Retype every record exactly as it appears.

Information shown:
----

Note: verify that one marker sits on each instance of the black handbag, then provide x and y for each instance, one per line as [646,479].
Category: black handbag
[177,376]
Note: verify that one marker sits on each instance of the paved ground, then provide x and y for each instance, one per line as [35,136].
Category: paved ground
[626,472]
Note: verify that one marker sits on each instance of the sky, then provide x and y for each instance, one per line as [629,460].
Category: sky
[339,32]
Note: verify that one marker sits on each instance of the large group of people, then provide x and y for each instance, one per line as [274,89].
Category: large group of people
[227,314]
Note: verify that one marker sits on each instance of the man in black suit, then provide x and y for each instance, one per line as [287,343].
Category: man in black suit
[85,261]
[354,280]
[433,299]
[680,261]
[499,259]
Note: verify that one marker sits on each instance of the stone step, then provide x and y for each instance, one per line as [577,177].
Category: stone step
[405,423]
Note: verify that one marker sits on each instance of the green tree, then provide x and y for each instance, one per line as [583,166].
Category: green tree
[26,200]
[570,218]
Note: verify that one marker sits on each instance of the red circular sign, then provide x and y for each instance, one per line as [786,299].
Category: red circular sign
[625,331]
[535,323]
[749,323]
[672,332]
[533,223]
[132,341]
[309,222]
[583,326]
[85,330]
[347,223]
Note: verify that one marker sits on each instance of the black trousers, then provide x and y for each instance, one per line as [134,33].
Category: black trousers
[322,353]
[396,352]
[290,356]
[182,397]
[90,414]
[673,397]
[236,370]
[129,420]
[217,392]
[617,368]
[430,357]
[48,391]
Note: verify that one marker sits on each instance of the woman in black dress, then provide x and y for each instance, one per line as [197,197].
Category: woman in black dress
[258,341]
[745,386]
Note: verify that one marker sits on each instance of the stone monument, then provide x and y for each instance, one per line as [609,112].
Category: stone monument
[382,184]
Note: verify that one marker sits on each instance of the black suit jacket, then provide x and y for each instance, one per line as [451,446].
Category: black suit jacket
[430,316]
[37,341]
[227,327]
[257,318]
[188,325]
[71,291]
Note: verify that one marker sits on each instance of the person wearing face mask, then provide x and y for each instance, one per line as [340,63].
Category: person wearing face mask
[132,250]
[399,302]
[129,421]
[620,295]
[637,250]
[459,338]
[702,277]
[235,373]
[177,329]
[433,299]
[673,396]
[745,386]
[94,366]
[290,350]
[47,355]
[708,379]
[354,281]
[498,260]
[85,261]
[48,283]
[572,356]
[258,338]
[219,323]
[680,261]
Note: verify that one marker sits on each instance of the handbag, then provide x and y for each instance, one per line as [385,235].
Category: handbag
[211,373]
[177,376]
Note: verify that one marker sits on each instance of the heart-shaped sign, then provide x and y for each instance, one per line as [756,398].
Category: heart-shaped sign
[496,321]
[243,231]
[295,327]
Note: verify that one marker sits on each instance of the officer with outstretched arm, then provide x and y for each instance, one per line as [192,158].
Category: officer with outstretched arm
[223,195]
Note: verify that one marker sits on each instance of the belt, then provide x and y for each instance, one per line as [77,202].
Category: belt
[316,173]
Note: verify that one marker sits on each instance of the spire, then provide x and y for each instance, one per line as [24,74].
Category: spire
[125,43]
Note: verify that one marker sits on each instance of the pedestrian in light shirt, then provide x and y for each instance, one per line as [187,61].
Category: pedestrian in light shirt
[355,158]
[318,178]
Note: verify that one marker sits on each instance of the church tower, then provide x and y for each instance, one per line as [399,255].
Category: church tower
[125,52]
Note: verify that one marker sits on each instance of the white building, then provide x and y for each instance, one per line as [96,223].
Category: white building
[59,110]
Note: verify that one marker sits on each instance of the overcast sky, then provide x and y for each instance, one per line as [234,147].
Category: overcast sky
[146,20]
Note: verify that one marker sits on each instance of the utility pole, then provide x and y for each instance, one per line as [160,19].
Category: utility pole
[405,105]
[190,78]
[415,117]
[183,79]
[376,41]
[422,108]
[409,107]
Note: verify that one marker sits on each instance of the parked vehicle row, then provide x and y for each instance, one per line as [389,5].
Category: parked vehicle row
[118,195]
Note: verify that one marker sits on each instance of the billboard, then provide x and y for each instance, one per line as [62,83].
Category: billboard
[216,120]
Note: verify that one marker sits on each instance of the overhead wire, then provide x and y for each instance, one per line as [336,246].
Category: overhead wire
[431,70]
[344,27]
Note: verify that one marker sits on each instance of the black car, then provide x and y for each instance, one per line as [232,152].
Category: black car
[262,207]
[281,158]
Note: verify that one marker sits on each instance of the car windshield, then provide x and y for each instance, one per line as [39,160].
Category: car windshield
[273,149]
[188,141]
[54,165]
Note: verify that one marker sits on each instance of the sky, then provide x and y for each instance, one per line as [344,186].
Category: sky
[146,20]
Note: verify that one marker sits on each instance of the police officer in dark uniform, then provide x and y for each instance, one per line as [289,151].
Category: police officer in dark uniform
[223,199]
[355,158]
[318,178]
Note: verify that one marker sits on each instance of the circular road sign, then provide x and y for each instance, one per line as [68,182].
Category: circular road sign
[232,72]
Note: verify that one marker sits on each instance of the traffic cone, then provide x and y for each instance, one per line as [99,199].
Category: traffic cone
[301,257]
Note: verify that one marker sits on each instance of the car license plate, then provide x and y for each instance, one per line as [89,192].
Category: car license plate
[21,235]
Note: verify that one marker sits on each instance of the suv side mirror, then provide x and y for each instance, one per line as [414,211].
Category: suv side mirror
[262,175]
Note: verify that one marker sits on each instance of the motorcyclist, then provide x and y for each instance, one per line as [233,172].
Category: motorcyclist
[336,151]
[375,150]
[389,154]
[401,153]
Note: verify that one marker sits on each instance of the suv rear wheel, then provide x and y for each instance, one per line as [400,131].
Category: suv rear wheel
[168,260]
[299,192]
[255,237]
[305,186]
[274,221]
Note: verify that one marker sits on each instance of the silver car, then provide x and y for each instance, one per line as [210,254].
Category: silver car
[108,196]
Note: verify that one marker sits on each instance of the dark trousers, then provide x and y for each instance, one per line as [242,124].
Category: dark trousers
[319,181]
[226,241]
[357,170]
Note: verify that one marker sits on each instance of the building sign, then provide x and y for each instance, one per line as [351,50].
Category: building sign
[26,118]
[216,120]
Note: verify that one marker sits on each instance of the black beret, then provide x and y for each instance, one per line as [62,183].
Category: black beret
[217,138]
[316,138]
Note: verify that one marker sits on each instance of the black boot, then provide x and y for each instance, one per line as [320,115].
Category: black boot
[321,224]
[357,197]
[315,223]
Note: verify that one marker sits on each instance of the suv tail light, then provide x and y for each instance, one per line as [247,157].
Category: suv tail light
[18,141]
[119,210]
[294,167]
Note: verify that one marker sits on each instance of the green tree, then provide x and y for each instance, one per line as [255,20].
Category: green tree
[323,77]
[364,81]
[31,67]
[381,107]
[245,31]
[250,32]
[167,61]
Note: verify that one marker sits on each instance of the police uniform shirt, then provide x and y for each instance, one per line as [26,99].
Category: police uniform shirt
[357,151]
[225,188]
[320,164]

----

Result:
Note: verify that one marker sits on each instance of the black handbag, then provide x and y for each instance, one per line as [646,479].
Category: black handbag
[177,376]
Note: verify that one marker sits on each instance of the paved ground, then provide x and y for each instance, one per line as [35,136].
Category: paved ground
[626,472]
Note: verify that one marker sits on each instance of the sky, then provide x and y for each instance, one per line as [629,460].
Category: sky
[339,32]
Note: verify that one marker sits on each instance of the large group of people, then provide x and y for each instance, one per line as [274,89].
Category: large group of people
[227,314]
Note: verify that one marker sits on each instance of the man in black suit, then provide x and y for each instance, one per line as [287,343].
Category: man in black suit
[85,261]
[354,280]
[433,299]
[680,261]
[499,259]
Note: verify that one marker sits on each instance of the stone step, then provide x and y for each instance, one per line as [577,177].
Category: stone step
[405,423]
Note: verify that one marker sits on each instance of the green tree, then provide x and y for each instance, one per line as [583,166].
Category: green tree
[26,200]
[570,218]
Note: verify that one marker sits on each instance of the red circular sign, then provide x and y for each instance, one per line as [786,299].
Category: red circular sign
[625,331]
[535,323]
[749,323]
[672,332]
[533,223]
[132,341]
[309,222]
[583,326]
[85,330]
[347,223]
Note: verify that one marker sits on each instance of the black trousers, then provide x and y for each instance, one per line as [134,33].
Category: black trousers
[322,353]
[396,352]
[290,356]
[182,397]
[90,414]
[673,397]
[236,370]
[129,420]
[217,392]
[617,368]
[430,357]
[48,391]
Note: verify that one marker sits on each instance of the woman in black dress, then provide x and y for each instance, one per line as [197,197].
Category: woman in black dress
[258,341]
[745,386]
Note: verify that one marker sits on each instance of the stone monument, then provide x and y for each instance, one per line as [609,112].
Category: stone monument
[382,184]
Note: verify that one marker sits on each instance of the black suit jacket, then provide x and y for each instance, one per line as [451,446].
Category: black suit jacket
[430,316]
[37,341]
[227,327]
[257,318]
[188,325]
[71,291]
Note: verify that one marker sits on each instance of the person wearing face mask, then provide x and y for each instance, one per line as [340,63].
Category: person wearing face mask
[132,250]
[399,302]
[129,421]
[620,295]
[637,250]
[459,338]
[702,277]
[235,373]
[177,329]
[433,299]
[673,396]
[745,386]
[94,366]
[290,350]
[47,355]
[708,379]
[354,281]
[498,260]
[85,261]
[48,283]
[572,356]
[258,338]
[219,323]
[680,261]
Note: verify that one marker sits on each instance of the handbag, then provide x and y for each instance, one per line as [385,235].
Category: handbag
[211,373]
[177,376]
Note: verify that one marker sits on each instance of the heart-shaped sign, then provide x and y for each instance, one per line as [756,398].
Category: heart-shaped sign
[496,321]
[243,231]
[295,327]
Note: verify that one marker sits on each instance of the officer with outstretched arm, then provide x and y for each instance, one per line as [192,158].
Category: officer with outstretched arm
[223,195]
Note: verify that one marker sits on each instance of the belt, then provide x and y for each instance, one per line as [77,202].
Category: belt
[316,173]
Note: verify that one marker sits on each instance of the spire, then provide x and y for each instance, one per line as [24,74].
Category: spire
[125,43]
Note: verify that one marker sits on each instance of the pedestrian in light shirt, then provide x and y for each instance, one per line as [187,61].
Category: pedestrian in light shirt
[355,158]
[318,178]
Note: verify that one marker sits on each instance of the church tower, then provide x and y for each instance, one per line as [399,255].
Category: church tower
[125,52]
Note: verify that one marker sits on each instance of the white building, then provide x and y for each instance, one per line as [96,223].
Category: white building
[59,110]
Note: verify that one marker sits on each instance of the overcast sky, then provide x and y for each instance, one per line as [234,147].
Category: overcast sky
[146,20]
Note: verify that one marker sits on each instance of the utility pole, then provide x and y for each instance, one per line as [160,19].
Category: utility pole
[405,105]
[190,78]
[415,117]
[183,79]
[376,41]
[422,108]
[409,107]
Note: verify that one marker sits on each instance of the parked vehicle row, then provide x and y for each instance, one per line as [389,5].
Category: parked vehicle row
[118,195]
Note: verify that one marker sits on each instance of the billboard, then provide x and y for each instance, one per line as [62,83].
Category: billboard
[216,120]
Note: verify that one marker sits on each instance of the overhead wire, then provide x and y for each instance, one per line as [336,246].
Category: overhead wire
[431,70]
[344,27]
Note: verify that one marker sits on each instance of the black car, then provide x and y for each instance, one per line as [232,152].
Category: black car
[262,207]
[281,158]
Note: verify that one marker sits on each instance of the car windshield, then provide x and y for each instance, one per line as [39,160].
Category: car windshield
[273,149]
[188,141]
[54,165]
Note: verify that one marker sits on each instance of the sky, then provide x and y for each instance, one per line as [344,186].
Category: sky
[146,20]
Note: verify that one marker sits on each instance of the police officer in dark uniform, then provide x and y for each instance, one per line as [289,151].
Category: police officer in dark uniform
[223,199]
[355,158]
[318,178]
Note: verify that one marker sits on each instance of the circular road sign, then provide x and y for each instance, one per line as [68,182].
Category: circular road sign
[232,72]
Note: verify that one marker sits on each instance of the traffic cone, then provide x and y for each instance, one per line as [99,199].
Category: traffic cone
[301,257]
Note: verify that one marker sits on each instance of the car license plate, then provide x and y for each instance, one per line as [89,192].
Category: car license plate
[21,235]
Note: verify that one marker sits on each instance of the suv side mirror, then provide x and y for each instance, one per line as [414,211].
Category: suv side mirror
[262,175]
Note: verify that one marker sits on each instance of the motorcyclist, then provide x and y for each instance, one per line as [233,172].
Category: motorcyclist
[336,151]
[375,150]
[389,154]
[401,153]
Note: verify that one marker sits on each instance of the suv rear wheel, then provide x and y for each instance, one per line as [400,131].
Category: suv rear wheel
[168,260]
[299,192]
[255,237]
[305,186]
[274,221]
Note: verify that one marker sits on each instance of the silver car, then provide x and y for each instance, one per line as [210,254].
Category: silver car
[108,196]
Note: verify that one marker sits on each instance of the dark trousers, then provide x and y for each instance, one per line as [242,124].
Category: dark trousers
[319,181]
[226,241]
[357,170]
Note: verify that one marker sits on each instance of the building sign, then provide x and y for each instance, one per line as [351,50].
Category: building sign
[26,118]
[216,120]
Note: verify that one marker sits on each instance of the black beret, then provide x and y for each instance, one per line as [62,183].
Category: black beret
[217,138]
[316,138]
Note: verify that one marker sits on each instance of the black boot, then provide x and y for each instance, one per line as [320,115].
Category: black boot
[321,224]
[357,197]
[315,223]
Note: verify that one marker sits on each instance of the suv tail light, then provide x and y for each instance, one per line as [247,157].
Category: suv tail light
[18,141]
[119,210]
[294,167]
Note: verify that one marker sits on each instance of the green tree, then provide x and y for each instance, one per line as [255,20].
Category: green tree
[323,77]
[364,81]
[31,67]
[381,107]
[245,31]
[250,32]
[167,61]
Note: verify that one marker sits on each instance of the police uniform shirt, then provide x and y for each instance, one per line as [26,99].
Category: police uniform shirt
[357,151]
[225,188]
[320,164]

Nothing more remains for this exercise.